#### [Your task]
What is needed is an exact transcription of every entry below.

== Recorded information ==

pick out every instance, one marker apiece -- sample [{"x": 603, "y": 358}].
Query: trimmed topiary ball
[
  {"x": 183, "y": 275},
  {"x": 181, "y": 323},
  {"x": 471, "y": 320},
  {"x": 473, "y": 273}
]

===

#### [Exercise answer]
pick out every instance, one marker apiece -- sample [{"x": 603, "y": 358}].
Query: trimmed topiary ball
[
  {"x": 183, "y": 275},
  {"x": 181, "y": 323},
  {"x": 471, "y": 320},
  {"x": 473, "y": 273}
]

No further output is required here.